=== GIVEN RECORDS ===
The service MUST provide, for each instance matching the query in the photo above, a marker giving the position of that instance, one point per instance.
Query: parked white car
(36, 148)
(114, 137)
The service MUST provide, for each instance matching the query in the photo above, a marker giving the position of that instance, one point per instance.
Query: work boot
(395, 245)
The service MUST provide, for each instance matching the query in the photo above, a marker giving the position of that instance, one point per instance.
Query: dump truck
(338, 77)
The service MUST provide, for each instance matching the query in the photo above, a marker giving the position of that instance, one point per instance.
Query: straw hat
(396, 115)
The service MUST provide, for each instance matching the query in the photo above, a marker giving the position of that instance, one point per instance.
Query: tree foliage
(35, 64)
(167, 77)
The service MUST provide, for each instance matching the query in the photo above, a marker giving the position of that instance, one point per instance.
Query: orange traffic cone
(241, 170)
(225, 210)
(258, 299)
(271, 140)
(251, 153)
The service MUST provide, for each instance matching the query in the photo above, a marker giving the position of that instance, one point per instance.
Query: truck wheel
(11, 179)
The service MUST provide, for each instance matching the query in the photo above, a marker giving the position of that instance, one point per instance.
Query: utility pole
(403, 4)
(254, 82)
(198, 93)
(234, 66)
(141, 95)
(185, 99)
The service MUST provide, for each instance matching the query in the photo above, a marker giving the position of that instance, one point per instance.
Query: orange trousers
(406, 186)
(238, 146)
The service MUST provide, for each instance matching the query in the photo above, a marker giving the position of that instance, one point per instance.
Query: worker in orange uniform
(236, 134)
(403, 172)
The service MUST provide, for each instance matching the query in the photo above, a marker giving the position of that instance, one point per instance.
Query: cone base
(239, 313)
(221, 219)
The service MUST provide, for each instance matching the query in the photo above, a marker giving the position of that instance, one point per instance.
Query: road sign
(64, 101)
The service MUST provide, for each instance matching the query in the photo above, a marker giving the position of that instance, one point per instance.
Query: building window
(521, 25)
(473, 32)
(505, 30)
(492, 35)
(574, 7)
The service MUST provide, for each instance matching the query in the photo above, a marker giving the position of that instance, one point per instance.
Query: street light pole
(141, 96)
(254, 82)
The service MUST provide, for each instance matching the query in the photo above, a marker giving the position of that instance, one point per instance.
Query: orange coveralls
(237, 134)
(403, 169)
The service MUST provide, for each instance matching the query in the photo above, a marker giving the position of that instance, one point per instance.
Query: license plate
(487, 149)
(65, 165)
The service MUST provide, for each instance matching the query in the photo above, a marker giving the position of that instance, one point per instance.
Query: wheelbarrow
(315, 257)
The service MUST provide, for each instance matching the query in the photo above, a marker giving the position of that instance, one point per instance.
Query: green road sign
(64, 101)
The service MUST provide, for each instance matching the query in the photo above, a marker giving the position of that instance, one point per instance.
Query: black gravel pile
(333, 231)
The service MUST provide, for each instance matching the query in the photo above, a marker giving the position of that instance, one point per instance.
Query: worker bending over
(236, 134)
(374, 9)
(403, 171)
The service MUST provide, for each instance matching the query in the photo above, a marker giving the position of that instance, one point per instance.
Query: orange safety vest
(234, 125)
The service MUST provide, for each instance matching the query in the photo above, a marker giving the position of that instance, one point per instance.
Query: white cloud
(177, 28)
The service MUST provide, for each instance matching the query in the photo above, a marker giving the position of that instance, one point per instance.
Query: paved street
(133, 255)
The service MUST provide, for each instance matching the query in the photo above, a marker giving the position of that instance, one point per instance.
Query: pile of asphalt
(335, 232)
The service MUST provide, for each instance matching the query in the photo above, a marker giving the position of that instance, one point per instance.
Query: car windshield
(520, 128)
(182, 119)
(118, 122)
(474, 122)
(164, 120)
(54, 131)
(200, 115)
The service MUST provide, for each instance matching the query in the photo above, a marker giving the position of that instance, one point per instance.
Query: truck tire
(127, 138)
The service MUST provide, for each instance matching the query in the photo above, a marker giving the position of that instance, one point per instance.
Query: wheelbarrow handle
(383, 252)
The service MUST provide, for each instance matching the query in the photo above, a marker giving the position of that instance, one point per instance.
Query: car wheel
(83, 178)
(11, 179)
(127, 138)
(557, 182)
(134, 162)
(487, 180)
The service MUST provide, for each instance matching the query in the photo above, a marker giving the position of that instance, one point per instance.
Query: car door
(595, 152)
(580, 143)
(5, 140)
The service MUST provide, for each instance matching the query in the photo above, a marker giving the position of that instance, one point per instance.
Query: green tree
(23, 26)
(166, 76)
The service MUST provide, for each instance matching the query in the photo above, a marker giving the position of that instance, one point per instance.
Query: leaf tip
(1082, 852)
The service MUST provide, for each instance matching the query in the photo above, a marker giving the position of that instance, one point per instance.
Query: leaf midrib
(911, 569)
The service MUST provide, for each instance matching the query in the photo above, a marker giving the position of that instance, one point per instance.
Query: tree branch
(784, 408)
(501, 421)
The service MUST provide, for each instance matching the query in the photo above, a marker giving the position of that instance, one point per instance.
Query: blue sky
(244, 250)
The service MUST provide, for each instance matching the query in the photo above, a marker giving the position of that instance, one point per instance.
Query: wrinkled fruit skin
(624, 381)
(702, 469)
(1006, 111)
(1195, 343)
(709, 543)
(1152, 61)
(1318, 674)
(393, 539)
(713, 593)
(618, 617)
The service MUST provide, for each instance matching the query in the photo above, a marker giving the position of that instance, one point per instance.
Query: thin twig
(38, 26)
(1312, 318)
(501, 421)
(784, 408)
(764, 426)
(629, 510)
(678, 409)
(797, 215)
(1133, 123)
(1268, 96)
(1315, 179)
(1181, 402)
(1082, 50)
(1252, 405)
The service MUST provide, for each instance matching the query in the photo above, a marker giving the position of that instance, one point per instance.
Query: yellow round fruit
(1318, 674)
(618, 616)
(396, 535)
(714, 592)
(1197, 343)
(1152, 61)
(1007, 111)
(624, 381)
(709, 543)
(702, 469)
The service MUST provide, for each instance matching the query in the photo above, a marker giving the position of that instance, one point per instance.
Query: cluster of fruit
===
— WHAT IS BEING ASKED —
Write out, please, all of the material above exactly as written.

— EXPECTED ANSWER —
The service MUST provide, for each instance matching the query in the photo above, a marker giving the position of that instance, one point per instance.
Query: parked white car
(36, 148)
(114, 137)
The service MUST provide, for each instance matching the query in the photo above, a marker giving the position of that instance, one point per instance.
Query: work boot
(395, 245)
The service MUST provide, for each instance matching the query in the photo above, a marker giving the position of that instance, one point per instance.
Query: dump truck
(338, 77)
The service MUST provide, for each instance matching the query in the photo above, a marker giving the position of that instance, one point per instance.
Query: straw hat
(396, 115)
The service MUST provide, for each instance matching the query in the photo above, a marker giving the position of that instance, one point per instance.
Query: tree foliage
(35, 64)
(167, 77)
The service MUST provide, for each instance matching the query in the photo above, a marker giving the position of that instance, one point per instance.
Query: orange traffic cone
(241, 170)
(225, 210)
(258, 299)
(271, 140)
(251, 153)
The service MUST provide, for each instance matching the query in the photo above, a marker giving the position of that instance, one point per instance.
Query: truck wheel
(11, 179)
The service MUST provide, for each instance matching the query in the photo above, a marker giving the position of that instance, one point per instance.
Query: utility pole
(403, 4)
(254, 82)
(198, 93)
(234, 66)
(141, 95)
(185, 99)
The service MUST provide, for each instance matching the query in the photo above, a marker giving the position of that instance, one point per instance.
Query: orange trousers
(406, 186)
(238, 146)
The service MUST provide, for each instance matching the query in the photo above, a marker giving the position of that instance, one point per instance.
Query: worker in orange uniform
(236, 134)
(403, 172)
The service MUST provide, for each instance matching the query in the photo above, a marker giving the position of that instance, one point per instance.
Query: cone base
(239, 313)
(221, 219)
The service MUST provide, for each instance matching the query in the photo above, a marker giving the position of that instance, one point per instance.
Query: road sign
(64, 101)
The service MUST provide, for each instance matching the query in the photo above, a marker giving the position of that instance, one point per instance.
Query: building window
(521, 25)
(473, 32)
(505, 30)
(492, 35)
(574, 7)
The service MUST provide, for each instance matching the query in the photo above, a marker giving the position of that instance, one point per instance.
Query: street light pole
(141, 96)
(254, 82)
The service MUST provide, for each instance matching the query in the photo above, a marker giving the position of that instance, one point per instance.
Query: orange coveralls
(237, 134)
(403, 169)
The service MUST provide, for each instance matching the query in the photo above, a marker giving the position of that instance, one point per instance.
Query: license plate
(487, 149)
(65, 165)
The service MUST provide, for each instance matching the query in the photo above, a marker giving the position of that instance, one point per instance.
Query: wheelbarrow
(315, 257)
The service MUST provide, for each instance matching the query in the photo above, a marker giving the position of that instance, one point per instance.
Query: green road sign
(64, 101)
The service MUST provide, for each instance matching the query in the photo above, a marker giving the position of that instance, one point per instance.
Query: black gravel pile
(333, 231)
The service MUST provide, for each instance matching the query in the photo above, a marker giving the position of that instance, one point per instance.
Query: worker bending over
(236, 134)
(374, 9)
(403, 171)
The service MUST provide, for each instance matching the query in the photo above, a marker giving the position of that instance, one point per instance.
Query: orange safety vest
(234, 125)
The service MUST provide, for each instance matching the query in the photo above, a marker giving the position of that instance, one point per instance.
Query: white cloud
(177, 28)
The service MUST provide, for each instance matching the query in the photo above, a marker giving the position of that instance, one point per instance.
Query: paved street
(133, 255)
The service MUST provide, for each instance matching the query in the photo above, a marker giving the position of that instance, one point per instance.
Query: pile of asphalt
(335, 232)
The service MUST provide, for each instance matching the query in the photo above, a marker giving the position of that instance, one point per instance.
Query: car windshield
(520, 128)
(182, 119)
(118, 122)
(474, 122)
(164, 120)
(54, 131)
(200, 115)
The service MUST provide, for each instance matching the query in the photo above, a marker giving the position of that instance, one point per instance.
Query: truck tire
(127, 138)
The service MUST provide, for each instance matching the query in the photo above, a marker giving the position of that instance, one point per instance.
Query: wheelbarrow handle
(383, 252)
The service MUST provide, for each instance matching the query in the photo above, a marker giving the position of that instance, one point per instance.
Query: car wheel
(83, 178)
(11, 179)
(127, 138)
(557, 182)
(134, 162)
(487, 180)
The service MUST provide, for each instance matching the query in the photo above, a marker giving the position of that instance, one point per instance.
Query: car door
(595, 152)
(580, 143)
(5, 140)
The service MUST provide, for each instance matching the query in the photo above, a marker giving the position of that instance, one point per instance.
Query: green tree
(23, 26)
(166, 76)
The service MUST provide, for each instance matching the query in the photo above, a marker giving the position of that instance, one point per instance.
Query: leaf tip
(1082, 852)
The service MUST provide, for each instance matching the query in the photo above, a marker giving the position of that instance, one point per instance.
Query: leaf midrib
(911, 569)
The service MUST provide, for each instance matching the query in the photo above, a marker giving the position of that instance, one point per instance.
Query: tree branch
(784, 408)
(501, 421)
The service MUST provide, for each instance matching the query in the photo above, a marker giving the position of that instance, one point per instance.
Query: blue sky
(244, 250)
The service MUST provide, for each instance matching the query in the photo above, a marker giving the position of that instance, one point per instance.
Query: wrinkled fruit skin
(624, 381)
(702, 469)
(1006, 111)
(1195, 343)
(709, 543)
(1152, 61)
(1318, 674)
(393, 539)
(713, 593)
(618, 617)
The service MUST provide, for each instance matching the query in the photo above, a marker giving the position of that instance, one point per instance.
Query: thin twig
(38, 26)
(1312, 318)
(501, 421)
(784, 408)
(764, 426)
(629, 510)
(678, 409)
(797, 215)
(1133, 123)
(1268, 96)
(1315, 179)
(1181, 402)
(1082, 50)
(1252, 405)
The service MUST provide, for each instance matching the query in the photo above, a marker giving the position of that instance, one point per instance.
Query: yellow round fruit
(1318, 674)
(618, 616)
(396, 535)
(714, 592)
(1197, 343)
(1152, 61)
(1007, 111)
(624, 381)
(709, 543)
(702, 469)
The service MUST provide, for each instance matching the query in the photo above, a marker giving the position of that instance, one point per instance.
Query: cluster of fruit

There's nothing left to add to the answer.